» **Source material**
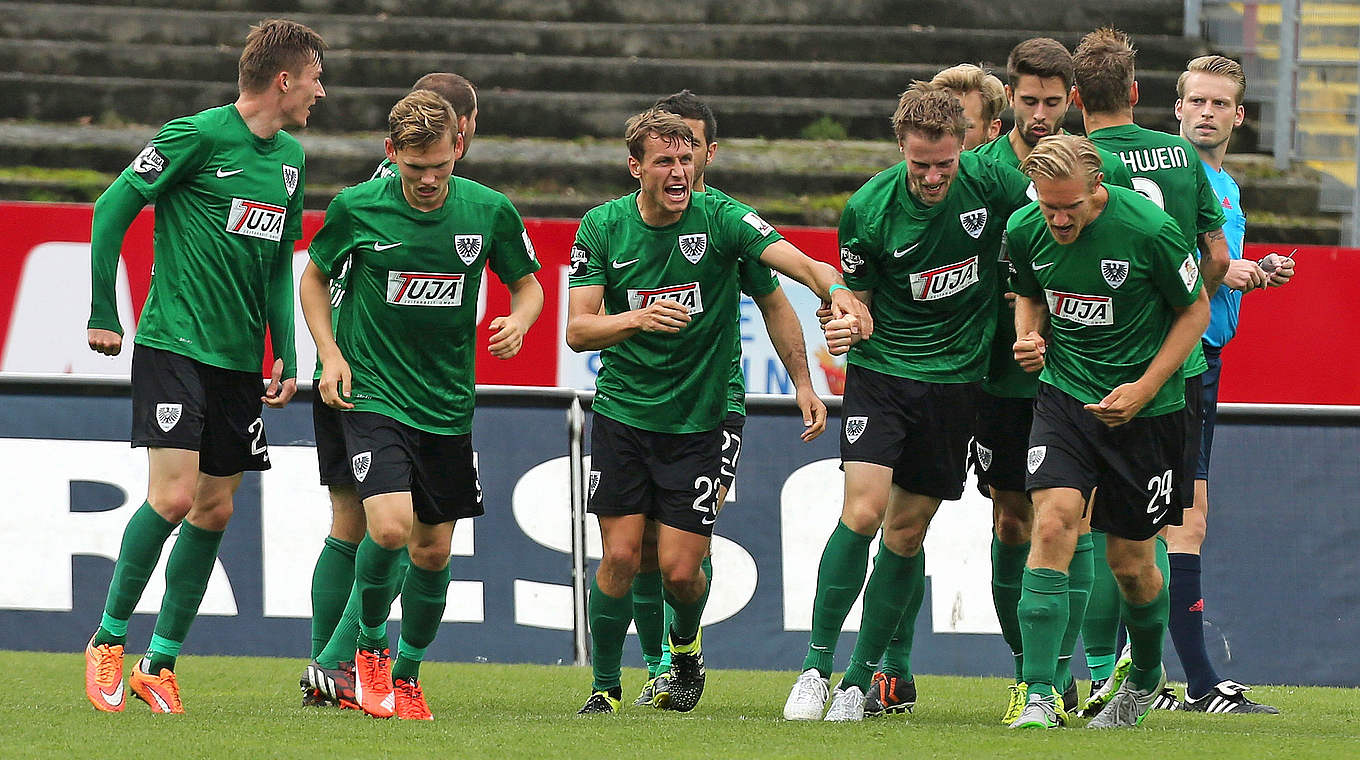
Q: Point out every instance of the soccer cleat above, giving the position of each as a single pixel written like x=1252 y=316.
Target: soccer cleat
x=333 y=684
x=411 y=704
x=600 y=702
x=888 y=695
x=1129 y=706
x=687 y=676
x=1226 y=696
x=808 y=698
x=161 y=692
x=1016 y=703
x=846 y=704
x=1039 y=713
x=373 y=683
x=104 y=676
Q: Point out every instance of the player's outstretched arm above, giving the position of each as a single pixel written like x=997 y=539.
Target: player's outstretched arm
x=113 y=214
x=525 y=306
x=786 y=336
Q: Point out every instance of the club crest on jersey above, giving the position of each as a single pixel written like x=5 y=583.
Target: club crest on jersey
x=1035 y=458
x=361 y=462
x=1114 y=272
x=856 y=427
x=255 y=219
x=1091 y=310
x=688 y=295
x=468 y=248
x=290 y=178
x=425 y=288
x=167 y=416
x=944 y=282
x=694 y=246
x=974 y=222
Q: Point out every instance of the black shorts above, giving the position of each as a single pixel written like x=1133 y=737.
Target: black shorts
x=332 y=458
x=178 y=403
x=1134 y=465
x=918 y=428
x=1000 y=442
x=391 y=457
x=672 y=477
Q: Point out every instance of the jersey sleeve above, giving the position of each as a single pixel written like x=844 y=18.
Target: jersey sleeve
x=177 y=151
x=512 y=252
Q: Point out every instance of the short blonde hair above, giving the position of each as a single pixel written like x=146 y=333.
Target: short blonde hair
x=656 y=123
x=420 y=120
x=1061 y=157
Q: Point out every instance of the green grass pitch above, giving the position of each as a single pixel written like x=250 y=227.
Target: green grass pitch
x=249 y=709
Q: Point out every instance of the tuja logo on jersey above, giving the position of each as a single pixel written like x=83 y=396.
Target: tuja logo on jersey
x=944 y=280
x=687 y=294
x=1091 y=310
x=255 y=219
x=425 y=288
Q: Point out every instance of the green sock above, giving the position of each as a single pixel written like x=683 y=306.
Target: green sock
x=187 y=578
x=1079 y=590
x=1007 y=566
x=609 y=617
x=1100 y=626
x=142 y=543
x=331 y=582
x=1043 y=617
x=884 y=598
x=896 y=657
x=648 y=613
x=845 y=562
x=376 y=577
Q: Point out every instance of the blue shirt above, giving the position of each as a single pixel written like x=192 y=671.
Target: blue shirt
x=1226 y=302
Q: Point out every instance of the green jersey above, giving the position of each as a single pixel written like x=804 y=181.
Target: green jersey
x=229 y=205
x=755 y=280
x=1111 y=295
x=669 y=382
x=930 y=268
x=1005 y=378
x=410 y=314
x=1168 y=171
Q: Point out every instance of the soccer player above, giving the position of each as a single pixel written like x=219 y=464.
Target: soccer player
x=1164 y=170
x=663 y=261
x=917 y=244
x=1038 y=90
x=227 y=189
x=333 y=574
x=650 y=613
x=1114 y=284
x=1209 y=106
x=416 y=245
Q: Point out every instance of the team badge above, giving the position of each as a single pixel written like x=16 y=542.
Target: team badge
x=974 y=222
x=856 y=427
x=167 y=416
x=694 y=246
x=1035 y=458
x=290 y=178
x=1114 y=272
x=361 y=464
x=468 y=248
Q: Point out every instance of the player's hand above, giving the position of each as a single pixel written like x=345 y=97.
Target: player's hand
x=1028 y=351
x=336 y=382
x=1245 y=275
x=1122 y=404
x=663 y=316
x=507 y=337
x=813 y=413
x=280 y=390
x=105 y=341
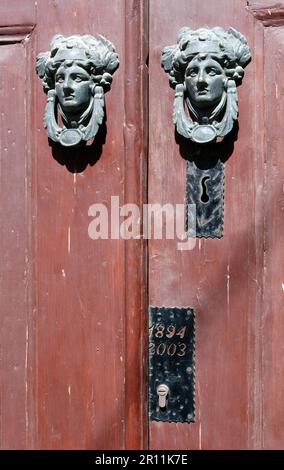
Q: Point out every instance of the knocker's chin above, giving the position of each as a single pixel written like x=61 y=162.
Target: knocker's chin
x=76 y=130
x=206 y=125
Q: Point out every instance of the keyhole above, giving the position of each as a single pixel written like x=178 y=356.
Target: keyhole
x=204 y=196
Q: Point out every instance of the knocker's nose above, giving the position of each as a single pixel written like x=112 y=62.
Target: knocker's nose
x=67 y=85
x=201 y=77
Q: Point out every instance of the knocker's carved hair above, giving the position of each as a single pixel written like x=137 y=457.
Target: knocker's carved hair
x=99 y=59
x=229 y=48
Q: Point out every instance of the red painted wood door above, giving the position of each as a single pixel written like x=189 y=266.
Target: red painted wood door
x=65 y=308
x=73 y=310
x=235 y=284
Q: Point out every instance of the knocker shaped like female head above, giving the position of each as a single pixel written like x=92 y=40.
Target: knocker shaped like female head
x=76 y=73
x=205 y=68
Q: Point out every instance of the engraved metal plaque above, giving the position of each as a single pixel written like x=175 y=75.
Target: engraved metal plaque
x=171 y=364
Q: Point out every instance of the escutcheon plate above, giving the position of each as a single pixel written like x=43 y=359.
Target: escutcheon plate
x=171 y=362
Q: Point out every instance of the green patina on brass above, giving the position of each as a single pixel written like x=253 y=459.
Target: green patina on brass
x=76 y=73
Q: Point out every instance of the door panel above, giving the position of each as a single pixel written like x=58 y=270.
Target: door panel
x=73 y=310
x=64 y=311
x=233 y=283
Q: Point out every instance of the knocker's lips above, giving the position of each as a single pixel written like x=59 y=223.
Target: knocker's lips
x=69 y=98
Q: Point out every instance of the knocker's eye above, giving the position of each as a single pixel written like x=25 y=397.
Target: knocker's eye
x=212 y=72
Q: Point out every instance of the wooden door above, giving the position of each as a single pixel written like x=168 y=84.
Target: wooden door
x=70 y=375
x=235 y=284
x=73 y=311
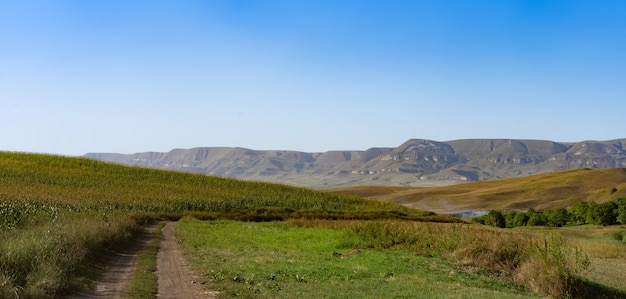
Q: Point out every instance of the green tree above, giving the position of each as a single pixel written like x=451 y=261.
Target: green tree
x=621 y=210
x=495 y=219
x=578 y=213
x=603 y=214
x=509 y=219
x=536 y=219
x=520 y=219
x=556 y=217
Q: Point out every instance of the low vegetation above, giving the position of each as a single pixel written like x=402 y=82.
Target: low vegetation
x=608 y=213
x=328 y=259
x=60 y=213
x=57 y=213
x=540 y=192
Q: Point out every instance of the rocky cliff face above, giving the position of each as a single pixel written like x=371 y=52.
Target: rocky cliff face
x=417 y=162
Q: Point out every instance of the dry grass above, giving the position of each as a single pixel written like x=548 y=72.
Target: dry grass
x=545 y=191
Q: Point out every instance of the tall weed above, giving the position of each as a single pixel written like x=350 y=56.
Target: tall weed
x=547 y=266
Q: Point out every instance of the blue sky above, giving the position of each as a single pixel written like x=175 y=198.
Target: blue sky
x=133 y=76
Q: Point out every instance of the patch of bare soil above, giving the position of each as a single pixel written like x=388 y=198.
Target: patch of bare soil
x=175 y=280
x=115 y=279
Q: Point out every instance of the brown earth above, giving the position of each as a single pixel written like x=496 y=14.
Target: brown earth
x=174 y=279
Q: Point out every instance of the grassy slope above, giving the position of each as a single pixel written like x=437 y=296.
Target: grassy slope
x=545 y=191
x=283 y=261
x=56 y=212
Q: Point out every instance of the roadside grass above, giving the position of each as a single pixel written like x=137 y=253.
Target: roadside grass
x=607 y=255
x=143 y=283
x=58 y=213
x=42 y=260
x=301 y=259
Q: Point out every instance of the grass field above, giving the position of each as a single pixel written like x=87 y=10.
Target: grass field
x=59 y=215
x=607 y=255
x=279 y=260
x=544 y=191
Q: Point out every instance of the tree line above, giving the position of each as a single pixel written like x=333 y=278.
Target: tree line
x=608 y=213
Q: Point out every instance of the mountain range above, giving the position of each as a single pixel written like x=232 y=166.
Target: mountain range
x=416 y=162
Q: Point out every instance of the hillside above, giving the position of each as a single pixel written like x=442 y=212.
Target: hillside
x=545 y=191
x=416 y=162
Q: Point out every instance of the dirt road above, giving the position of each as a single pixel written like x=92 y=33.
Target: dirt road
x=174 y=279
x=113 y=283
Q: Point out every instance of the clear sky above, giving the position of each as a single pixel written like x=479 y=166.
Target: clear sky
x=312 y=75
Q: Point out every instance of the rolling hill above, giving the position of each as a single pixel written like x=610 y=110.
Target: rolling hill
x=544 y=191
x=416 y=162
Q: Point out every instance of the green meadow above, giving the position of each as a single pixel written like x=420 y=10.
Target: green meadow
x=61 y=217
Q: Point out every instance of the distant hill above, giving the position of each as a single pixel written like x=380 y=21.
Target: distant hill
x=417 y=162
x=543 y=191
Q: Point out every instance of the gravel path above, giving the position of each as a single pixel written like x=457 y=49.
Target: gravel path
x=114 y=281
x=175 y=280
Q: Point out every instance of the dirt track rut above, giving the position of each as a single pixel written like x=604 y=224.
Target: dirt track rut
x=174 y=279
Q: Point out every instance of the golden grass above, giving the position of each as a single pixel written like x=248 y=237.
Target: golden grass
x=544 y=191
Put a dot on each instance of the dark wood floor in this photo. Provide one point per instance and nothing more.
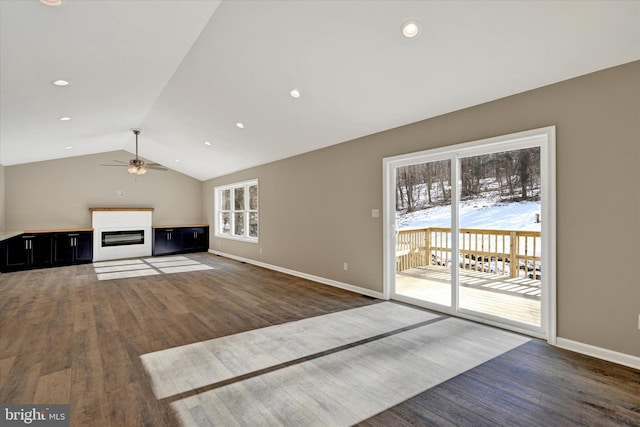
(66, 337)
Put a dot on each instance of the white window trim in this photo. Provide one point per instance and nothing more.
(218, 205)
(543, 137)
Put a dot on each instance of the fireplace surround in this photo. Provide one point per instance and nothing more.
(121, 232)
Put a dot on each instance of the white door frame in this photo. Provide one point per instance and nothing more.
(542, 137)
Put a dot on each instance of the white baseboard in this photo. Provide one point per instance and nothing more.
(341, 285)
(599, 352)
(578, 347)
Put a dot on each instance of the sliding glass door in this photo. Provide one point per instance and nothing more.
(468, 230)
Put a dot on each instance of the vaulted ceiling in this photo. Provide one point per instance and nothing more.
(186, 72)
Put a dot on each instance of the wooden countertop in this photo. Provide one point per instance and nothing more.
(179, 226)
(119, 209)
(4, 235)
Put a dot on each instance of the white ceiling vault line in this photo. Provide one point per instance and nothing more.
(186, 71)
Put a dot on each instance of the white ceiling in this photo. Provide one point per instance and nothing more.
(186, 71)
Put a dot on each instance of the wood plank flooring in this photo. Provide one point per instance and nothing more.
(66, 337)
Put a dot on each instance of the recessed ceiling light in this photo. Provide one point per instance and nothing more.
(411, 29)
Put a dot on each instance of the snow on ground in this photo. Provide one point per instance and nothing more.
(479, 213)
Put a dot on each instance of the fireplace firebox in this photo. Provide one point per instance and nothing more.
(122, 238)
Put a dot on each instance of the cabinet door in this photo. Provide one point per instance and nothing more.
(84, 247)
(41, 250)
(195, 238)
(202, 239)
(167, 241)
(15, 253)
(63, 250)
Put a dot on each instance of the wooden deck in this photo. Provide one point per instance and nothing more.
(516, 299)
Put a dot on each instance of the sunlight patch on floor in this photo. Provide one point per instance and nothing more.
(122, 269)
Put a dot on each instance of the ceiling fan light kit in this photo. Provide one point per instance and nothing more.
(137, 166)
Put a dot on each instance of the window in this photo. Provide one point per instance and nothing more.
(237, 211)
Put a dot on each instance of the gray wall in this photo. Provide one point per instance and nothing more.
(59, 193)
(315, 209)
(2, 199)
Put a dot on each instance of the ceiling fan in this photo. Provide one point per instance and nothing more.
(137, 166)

» **Task to carry out**
Extract exactly and only the lines above from the line containing "Target: green meadow" through the line containing "Q: Point out every instance of the dirt track", both end lines included.

» **Result for this task**
Target: green meadow
x=61 y=217
Q: Point out every instance of the distant hill above, giving the position of each as a single pixel written like x=380 y=21.
Target: distant hill
x=417 y=162
x=543 y=191
Q: Point out every instance of the gravel path above, giving the position of each as a single pixel written like x=457 y=49.
Target: gravel path
x=114 y=281
x=175 y=280
Q: Point out every instance of the dirt track rut above, giving the position of each as a single pixel written like x=604 y=224.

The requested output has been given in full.